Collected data
'''

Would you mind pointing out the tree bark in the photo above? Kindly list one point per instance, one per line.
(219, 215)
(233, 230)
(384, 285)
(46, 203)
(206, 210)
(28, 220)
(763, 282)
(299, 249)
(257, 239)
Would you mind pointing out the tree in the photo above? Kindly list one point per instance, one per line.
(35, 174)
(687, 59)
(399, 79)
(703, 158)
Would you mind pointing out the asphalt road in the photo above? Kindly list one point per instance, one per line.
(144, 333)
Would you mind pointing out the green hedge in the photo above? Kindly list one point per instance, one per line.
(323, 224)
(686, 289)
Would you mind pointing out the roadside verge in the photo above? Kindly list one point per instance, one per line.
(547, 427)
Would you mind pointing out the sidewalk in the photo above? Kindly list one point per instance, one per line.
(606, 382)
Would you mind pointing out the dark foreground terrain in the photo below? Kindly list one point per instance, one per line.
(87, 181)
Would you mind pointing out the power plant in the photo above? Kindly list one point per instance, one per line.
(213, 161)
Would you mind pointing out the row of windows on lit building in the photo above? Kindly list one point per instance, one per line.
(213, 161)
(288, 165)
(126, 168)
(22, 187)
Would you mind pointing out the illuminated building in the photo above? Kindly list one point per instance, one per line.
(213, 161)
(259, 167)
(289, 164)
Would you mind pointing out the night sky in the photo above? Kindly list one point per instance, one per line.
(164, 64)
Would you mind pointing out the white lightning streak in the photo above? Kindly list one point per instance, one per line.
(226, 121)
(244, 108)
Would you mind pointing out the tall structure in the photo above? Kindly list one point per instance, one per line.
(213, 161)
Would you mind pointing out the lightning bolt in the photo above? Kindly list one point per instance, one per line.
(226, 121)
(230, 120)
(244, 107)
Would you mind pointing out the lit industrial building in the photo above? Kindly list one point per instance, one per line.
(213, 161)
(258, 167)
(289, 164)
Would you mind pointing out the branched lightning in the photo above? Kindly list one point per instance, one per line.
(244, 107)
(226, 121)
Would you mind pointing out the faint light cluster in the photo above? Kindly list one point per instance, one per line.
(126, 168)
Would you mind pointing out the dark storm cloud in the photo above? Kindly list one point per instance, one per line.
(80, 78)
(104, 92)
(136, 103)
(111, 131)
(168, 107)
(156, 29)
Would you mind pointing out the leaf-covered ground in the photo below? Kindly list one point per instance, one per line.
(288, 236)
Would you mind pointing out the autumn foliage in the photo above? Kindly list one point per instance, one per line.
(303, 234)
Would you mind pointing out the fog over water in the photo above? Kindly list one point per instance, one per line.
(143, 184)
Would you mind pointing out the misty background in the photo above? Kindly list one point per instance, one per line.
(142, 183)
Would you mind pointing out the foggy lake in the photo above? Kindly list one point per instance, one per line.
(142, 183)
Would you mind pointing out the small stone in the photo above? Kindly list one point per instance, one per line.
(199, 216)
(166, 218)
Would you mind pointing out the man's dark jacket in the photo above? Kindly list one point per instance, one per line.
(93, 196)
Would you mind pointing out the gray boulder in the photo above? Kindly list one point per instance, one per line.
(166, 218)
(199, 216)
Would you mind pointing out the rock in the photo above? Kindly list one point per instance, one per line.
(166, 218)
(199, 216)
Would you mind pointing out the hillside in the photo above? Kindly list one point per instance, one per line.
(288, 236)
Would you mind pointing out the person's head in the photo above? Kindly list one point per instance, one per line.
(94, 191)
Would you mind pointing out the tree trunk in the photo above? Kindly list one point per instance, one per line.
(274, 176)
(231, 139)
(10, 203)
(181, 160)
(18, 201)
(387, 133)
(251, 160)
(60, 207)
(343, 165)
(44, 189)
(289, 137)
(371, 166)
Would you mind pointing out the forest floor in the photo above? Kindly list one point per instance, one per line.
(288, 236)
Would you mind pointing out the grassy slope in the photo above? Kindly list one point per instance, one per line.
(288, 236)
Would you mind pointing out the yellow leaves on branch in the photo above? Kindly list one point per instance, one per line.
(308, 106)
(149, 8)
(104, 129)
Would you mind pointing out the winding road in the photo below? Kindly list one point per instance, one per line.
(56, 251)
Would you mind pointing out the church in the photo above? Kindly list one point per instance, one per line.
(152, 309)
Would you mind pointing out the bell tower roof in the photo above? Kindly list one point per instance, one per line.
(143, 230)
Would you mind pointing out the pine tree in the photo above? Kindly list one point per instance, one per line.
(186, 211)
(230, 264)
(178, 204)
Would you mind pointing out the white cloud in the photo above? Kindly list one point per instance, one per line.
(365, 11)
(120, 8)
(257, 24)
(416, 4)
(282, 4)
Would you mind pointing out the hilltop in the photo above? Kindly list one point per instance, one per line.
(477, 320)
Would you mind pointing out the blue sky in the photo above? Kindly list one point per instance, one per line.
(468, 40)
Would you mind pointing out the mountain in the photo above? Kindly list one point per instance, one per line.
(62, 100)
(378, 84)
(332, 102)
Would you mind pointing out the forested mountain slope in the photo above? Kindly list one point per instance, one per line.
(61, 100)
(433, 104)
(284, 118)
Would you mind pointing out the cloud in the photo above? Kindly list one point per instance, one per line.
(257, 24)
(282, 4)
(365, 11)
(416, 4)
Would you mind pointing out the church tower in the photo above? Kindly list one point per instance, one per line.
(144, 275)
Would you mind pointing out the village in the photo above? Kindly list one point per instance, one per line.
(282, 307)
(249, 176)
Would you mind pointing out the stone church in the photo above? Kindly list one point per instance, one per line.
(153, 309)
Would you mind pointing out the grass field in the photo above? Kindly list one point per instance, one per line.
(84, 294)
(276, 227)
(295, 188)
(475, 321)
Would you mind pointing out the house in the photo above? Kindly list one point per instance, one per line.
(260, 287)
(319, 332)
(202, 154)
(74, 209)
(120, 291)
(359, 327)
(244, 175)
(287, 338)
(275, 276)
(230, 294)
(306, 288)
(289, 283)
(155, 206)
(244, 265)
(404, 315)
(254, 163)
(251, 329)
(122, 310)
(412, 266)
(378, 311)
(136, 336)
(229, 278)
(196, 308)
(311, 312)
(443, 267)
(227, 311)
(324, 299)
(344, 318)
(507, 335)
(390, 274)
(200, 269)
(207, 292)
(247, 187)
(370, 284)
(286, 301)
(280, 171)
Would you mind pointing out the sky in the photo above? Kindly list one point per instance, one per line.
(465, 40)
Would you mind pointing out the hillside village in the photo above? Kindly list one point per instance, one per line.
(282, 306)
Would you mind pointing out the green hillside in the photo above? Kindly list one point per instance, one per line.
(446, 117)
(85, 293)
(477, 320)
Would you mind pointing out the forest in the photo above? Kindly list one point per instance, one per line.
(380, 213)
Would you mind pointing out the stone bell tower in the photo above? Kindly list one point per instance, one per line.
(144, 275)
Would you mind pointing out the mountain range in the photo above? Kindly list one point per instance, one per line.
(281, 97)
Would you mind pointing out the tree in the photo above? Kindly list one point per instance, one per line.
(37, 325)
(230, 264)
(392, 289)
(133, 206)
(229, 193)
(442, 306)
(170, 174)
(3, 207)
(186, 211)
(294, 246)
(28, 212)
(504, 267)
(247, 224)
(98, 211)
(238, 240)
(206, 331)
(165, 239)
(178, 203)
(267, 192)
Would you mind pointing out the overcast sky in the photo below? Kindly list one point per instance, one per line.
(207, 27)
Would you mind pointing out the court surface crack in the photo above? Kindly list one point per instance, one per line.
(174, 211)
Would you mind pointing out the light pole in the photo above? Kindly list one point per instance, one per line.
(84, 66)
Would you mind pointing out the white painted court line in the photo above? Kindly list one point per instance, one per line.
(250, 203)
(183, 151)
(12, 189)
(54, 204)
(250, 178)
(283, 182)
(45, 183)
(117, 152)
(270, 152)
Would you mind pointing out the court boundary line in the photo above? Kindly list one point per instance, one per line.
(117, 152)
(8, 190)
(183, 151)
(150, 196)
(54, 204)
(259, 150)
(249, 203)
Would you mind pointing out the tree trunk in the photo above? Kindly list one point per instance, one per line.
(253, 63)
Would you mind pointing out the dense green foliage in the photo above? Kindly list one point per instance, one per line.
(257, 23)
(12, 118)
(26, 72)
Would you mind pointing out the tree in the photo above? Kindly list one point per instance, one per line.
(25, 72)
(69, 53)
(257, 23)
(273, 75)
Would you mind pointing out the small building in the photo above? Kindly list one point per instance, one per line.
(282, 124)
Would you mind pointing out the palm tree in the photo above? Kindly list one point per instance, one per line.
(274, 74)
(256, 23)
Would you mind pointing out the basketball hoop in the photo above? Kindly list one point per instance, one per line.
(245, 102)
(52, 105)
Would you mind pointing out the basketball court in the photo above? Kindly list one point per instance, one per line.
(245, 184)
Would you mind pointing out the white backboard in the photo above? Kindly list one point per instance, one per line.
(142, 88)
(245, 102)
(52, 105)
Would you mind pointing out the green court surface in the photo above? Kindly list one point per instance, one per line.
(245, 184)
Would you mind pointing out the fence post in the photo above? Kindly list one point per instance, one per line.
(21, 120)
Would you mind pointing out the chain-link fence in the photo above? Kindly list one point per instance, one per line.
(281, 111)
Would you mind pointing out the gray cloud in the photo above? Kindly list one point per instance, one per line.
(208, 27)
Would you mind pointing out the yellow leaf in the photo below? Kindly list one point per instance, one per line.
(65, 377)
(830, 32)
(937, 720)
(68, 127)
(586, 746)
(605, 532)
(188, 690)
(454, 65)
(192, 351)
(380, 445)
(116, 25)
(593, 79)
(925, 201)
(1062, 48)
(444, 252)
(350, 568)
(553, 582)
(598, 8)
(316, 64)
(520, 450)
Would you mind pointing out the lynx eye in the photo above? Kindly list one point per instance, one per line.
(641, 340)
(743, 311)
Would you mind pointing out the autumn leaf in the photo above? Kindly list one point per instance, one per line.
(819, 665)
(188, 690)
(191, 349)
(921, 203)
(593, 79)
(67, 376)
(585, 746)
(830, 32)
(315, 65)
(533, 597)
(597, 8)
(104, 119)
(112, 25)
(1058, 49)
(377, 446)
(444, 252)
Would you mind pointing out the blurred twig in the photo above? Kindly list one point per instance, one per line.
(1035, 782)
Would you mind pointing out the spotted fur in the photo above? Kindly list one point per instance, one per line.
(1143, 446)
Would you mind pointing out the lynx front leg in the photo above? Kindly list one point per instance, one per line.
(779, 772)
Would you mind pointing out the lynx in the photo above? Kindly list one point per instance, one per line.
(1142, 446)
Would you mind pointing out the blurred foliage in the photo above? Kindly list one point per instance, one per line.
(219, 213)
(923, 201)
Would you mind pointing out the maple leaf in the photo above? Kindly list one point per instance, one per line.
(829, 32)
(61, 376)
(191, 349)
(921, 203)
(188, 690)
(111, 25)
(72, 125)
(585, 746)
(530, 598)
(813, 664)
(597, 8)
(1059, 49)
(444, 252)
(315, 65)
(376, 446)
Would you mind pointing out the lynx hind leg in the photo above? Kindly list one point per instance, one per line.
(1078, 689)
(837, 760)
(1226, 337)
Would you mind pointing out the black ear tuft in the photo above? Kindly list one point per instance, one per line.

'''

Task details
Up to and including the last line of the data, copy each line exactly, starting with the line that contains "Would you mind pointing out the blurred twig".

Response
Would you mind pointing out the blurred twig in the photo above? Kindly list one point per instance, one per line.
(1035, 782)
Would you mind pointing out the spotted fur in the photo above? Kindly list one point per instance, one per line.
(1143, 446)
Would you mind pointing out the lynx front leg in the photo above? Kindly list one point per instance, one per line.
(779, 772)
Would you mind pointing out the lynx in the photo above? Kindly list one point per instance, one per line.
(1142, 446)
Would you mind pointing out the blurred foliage in the photo above? Kindly list one point per instance, one per line.
(219, 213)
(923, 201)
Would you mind pointing out the maple leaf in the photo above? Kindly list one point per instance, one per line.
(829, 32)
(61, 376)
(191, 349)
(921, 203)
(188, 690)
(111, 25)
(72, 125)
(585, 746)
(530, 598)
(813, 664)
(597, 8)
(1059, 49)
(444, 252)
(315, 65)
(376, 446)
Would you mind pointing out the lynx hind leg in the photo above? Kindly list one point per instance, one per line.
(1078, 689)
(837, 760)
(1226, 337)
Would you mind pointing out the black ear tuft in the photo above? Kindly list one point per instance, one per line.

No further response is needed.